TASK BRIEF =>
Copy the following material down line for line, with no changes.

[Excerpts from an object-pointing dataset]
____________________
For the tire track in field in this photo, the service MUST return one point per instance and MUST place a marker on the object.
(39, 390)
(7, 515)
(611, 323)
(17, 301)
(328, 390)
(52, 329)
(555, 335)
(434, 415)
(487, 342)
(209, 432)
____________________
SOLUTION =>
For the tire track in field in this photo, the service MUST return one point per instance and MUST place a marker on the object.
(39, 390)
(7, 515)
(611, 323)
(17, 301)
(328, 390)
(52, 329)
(555, 335)
(434, 415)
(487, 342)
(209, 432)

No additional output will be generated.